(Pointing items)
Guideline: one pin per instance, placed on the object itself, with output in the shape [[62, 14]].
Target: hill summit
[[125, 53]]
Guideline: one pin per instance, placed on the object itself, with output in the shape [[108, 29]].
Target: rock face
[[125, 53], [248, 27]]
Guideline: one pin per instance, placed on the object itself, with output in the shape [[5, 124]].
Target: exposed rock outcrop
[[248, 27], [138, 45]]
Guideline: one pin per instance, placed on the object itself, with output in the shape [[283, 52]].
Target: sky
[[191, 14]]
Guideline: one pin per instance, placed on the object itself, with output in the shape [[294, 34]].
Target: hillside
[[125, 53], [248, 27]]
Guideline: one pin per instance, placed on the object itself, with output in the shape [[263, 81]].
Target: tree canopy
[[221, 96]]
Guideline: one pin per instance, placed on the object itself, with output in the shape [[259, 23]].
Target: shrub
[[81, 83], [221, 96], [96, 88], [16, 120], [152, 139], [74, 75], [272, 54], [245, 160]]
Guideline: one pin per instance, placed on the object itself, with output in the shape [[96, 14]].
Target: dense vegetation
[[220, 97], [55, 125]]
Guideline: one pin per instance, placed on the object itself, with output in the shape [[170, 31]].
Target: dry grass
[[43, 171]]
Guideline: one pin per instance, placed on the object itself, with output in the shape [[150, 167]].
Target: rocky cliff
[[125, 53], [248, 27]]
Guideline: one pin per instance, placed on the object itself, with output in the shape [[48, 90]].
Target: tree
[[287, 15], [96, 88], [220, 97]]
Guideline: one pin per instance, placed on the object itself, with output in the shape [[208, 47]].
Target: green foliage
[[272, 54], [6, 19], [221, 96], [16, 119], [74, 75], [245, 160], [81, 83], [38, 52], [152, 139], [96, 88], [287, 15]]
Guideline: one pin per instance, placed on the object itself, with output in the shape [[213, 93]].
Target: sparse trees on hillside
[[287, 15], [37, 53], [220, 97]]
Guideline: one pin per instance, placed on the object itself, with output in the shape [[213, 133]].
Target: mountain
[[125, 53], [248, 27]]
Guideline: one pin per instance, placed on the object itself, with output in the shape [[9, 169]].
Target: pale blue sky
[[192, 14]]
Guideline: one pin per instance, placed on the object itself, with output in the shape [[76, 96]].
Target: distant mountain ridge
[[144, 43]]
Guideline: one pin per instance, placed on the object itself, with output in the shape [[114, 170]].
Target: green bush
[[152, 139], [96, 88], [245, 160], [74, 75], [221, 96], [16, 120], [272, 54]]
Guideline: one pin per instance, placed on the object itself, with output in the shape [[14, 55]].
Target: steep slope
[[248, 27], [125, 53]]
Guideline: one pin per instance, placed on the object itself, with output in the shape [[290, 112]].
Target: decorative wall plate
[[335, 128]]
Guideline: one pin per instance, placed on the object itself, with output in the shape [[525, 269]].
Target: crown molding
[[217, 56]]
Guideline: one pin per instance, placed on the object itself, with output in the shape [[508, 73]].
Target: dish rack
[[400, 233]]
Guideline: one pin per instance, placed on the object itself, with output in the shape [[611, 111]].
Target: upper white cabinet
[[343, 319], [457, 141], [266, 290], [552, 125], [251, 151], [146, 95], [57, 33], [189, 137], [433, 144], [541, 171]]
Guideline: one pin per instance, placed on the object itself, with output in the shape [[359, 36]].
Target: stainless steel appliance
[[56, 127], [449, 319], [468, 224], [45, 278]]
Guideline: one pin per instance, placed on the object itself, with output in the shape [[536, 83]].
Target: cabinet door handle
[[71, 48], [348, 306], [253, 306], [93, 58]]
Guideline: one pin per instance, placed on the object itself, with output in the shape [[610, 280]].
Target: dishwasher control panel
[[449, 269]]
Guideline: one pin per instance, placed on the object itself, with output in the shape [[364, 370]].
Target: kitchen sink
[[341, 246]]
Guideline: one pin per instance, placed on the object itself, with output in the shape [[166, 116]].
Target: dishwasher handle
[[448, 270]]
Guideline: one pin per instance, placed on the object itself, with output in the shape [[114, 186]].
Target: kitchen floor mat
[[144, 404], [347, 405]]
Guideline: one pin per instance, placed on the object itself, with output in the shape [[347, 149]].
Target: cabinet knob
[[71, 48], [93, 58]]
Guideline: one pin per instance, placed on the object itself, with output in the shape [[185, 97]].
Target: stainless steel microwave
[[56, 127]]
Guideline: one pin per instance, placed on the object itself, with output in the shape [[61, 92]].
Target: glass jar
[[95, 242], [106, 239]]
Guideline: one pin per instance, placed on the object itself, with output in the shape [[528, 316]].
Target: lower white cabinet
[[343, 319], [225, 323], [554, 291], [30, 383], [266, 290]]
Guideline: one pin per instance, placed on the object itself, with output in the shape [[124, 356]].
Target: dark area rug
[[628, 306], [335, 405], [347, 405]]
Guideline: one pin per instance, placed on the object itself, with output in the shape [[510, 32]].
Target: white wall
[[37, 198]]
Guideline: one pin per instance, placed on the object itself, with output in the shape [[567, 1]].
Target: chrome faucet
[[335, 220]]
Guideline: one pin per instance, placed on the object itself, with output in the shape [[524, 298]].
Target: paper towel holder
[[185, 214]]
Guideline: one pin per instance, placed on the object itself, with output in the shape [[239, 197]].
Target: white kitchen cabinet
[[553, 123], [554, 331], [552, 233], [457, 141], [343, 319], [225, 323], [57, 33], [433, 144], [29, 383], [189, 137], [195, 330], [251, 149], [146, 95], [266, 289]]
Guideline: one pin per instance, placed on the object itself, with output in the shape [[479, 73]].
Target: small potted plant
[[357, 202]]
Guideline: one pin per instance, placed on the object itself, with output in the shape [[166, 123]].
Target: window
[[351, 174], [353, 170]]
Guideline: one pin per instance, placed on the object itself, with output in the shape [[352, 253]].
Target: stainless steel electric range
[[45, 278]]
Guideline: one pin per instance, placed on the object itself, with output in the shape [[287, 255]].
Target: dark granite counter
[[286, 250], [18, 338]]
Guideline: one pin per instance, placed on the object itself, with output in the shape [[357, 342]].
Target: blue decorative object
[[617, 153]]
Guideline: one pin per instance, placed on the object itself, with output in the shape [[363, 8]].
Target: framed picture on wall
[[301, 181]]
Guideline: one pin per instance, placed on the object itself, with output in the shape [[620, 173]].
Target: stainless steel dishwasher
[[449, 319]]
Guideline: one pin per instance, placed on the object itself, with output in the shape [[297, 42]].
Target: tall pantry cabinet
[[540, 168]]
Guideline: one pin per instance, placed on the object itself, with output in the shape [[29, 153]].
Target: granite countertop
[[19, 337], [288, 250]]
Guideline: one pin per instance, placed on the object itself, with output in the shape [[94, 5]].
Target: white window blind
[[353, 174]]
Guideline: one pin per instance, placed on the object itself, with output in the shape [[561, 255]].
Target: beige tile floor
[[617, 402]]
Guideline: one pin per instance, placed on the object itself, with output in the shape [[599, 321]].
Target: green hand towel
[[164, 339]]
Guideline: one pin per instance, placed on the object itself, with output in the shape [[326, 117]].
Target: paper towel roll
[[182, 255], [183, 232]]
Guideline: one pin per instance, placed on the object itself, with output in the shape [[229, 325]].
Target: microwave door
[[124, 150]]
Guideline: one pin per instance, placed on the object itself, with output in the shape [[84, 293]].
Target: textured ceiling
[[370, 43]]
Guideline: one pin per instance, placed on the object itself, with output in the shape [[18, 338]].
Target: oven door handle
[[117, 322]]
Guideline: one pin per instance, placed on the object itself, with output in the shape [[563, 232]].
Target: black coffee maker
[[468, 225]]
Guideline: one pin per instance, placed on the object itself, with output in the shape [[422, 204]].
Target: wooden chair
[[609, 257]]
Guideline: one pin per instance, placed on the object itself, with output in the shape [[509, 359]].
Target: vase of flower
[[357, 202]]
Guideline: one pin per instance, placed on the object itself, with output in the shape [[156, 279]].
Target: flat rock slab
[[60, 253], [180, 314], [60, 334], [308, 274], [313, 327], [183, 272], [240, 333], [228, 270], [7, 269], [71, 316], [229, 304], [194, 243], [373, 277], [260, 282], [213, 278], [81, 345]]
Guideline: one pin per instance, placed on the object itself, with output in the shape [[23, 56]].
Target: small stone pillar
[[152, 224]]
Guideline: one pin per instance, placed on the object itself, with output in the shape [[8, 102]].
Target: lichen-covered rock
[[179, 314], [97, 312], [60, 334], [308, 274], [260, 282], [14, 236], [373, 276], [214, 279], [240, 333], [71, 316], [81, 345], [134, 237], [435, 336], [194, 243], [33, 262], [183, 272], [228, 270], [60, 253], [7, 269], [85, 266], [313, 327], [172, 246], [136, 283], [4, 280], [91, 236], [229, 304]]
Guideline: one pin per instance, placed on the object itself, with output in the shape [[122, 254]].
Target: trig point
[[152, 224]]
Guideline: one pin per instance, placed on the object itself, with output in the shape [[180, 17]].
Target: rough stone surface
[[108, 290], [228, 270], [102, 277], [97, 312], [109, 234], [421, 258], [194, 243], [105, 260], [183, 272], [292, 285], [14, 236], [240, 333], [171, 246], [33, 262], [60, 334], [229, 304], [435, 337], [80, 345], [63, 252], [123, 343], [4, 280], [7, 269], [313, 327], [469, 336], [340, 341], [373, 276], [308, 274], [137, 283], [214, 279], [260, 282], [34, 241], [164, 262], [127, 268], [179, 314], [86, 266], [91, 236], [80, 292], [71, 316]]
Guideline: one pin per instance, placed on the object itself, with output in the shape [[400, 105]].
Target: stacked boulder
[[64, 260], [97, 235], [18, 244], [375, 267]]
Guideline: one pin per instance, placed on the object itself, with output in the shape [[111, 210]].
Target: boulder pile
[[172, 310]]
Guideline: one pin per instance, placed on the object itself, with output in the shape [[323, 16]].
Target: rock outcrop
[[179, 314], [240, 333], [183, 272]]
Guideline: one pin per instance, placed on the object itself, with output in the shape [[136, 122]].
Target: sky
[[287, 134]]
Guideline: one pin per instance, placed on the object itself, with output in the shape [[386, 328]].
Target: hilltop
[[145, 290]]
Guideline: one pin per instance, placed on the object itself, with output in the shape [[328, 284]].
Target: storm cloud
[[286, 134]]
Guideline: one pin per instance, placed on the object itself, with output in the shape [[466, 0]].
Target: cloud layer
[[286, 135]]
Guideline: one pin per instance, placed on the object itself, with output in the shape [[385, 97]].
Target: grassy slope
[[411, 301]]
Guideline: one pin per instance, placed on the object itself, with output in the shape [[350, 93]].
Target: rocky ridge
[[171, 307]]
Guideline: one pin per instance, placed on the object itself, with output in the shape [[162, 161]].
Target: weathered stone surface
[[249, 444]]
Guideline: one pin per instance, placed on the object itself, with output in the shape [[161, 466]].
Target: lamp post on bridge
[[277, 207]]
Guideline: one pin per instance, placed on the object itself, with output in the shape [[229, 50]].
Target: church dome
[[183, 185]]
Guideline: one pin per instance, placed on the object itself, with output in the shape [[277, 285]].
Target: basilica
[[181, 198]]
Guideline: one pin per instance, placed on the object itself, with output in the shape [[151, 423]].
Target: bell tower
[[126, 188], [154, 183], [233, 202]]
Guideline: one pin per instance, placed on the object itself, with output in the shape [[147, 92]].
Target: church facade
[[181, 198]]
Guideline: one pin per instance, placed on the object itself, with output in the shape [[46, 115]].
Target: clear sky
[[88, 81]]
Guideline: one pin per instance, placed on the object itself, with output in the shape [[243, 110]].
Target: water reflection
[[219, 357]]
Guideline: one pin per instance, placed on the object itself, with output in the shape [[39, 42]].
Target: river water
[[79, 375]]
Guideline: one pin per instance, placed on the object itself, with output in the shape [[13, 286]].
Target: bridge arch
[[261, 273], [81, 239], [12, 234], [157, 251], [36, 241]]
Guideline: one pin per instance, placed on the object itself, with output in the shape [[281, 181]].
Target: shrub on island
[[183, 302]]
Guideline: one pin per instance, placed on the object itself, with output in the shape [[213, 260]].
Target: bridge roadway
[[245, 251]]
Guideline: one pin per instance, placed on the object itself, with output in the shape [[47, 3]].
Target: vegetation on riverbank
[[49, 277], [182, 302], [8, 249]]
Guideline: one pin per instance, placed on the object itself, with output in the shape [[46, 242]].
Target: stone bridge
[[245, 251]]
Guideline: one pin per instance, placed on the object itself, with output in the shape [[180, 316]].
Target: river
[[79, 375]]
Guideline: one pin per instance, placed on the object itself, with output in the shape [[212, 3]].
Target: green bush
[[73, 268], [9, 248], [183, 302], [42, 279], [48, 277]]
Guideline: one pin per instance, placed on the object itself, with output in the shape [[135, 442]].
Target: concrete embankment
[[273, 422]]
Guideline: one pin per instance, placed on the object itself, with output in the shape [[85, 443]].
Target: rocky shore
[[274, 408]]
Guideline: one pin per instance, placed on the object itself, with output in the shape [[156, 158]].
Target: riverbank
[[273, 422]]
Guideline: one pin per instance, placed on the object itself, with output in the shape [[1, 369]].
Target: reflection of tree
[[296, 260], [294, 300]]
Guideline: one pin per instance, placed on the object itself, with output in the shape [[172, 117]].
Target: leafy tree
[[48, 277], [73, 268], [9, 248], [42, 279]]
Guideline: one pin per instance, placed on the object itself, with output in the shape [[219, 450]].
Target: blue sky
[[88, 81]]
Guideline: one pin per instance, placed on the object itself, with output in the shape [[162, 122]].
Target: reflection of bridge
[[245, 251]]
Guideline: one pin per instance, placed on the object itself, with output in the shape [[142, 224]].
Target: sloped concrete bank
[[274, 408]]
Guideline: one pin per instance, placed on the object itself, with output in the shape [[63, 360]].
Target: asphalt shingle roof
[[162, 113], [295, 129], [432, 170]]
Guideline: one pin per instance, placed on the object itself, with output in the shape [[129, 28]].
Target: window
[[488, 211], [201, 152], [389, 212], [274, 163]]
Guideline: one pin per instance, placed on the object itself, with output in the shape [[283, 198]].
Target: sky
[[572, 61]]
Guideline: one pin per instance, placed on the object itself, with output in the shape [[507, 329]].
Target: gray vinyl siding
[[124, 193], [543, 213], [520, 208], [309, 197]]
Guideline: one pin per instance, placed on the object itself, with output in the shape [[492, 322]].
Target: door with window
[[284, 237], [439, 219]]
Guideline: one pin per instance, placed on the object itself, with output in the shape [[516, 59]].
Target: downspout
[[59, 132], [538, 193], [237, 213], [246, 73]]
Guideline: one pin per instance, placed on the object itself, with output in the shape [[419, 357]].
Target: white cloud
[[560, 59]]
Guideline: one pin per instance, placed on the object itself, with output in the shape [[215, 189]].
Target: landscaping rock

_EXERCISE DESCRIPTION_: Arrange the items from the line with "shape [[422, 204]]." to the line with "[[172, 310]]" as a two-column CSV headed text and answer. Give one row per item, with each field in quotation marks and line breaks replaced by spaces.

_ANSWER TO THIS PROBLEM_:
text,answer
"Guideline: one pin per instance, placed on the object itself, with output in the shape [[422, 204]]. Target: wooden chair","[[609, 257]]"
"Guideline: one pin per instance, placed on the object itself, with output in the shape [[509, 359]]. Target: vase of flower","[[357, 202]]"
"Guideline: one pin per instance, placed on the object itself, with output in the shape [[156, 279]]. Target: flat rock slab","[[60, 253], [180, 314], [60, 334], [308, 274], [313, 327], [183, 272], [240, 333], [228, 270], [7, 269], [71, 316], [229, 304], [194, 243], [373, 277], [260, 282], [213, 278], [81, 345]]"
"Guideline: one pin per instance, placed on the object itself, with output in the shape [[23, 56]]. Target: small stone pillar","[[152, 224]]"
"Guideline: one pin per instance, placed on the object itself, with output in the shape [[8, 102]]. Target: lichen-covered rock","[[179, 314], [97, 312], [60, 334], [308, 274], [260, 282], [14, 236], [373, 276], [214, 279], [240, 333], [71, 316], [81, 345], [134, 237], [435, 336], [194, 243], [33, 262], [183, 272], [228, 270], [60, 253], [7, 269], [85, 266], [313, 327], [172, 246], [136, 283], [4, 280], [91, 236], [229, 304]]"
"Guideline: one pin per instance, placed on the object itself, with output in the shape [[122, 254]]. Target: trig point","[[152, 224]]"
"Guideline: one pin per instance, placed on the object itself, with output in the shape [[180, 17]]. Target: rough stone surface","[[108, 290], [228, 270], [102, 277], [97, 312], [109, 234], [421, 258], [194, 243], [105, 260], [183, 272], [292, 285], [14, 236], [240, 333], [171, 246], [33, 262], [60, 334], [229, 304], [435, 337], [80, 345], [63, 252], [123, 343], [4, 280], [7, 269], [313, 327], [469, 336], [340, 341], [373, 276], [308, 274], [137, 283], [214, 279], [260, 282], [34, 241], [164, 262], [127, 268], [179, 314], [86, 266], [91, 236], [80, 292], [71, 316]]"
"Guideline: one pin per instance, placed on the object itself, with output in the shape [[400, 105]]. Target: stacked boulder","[[64, 260], [97, 235], [18, 244], [375, 267]]"
"Guideline: one pin per instance, placed on the object itself, with output in the shape [[111, 210]]. Target: boulder pile","[[172, 310]]"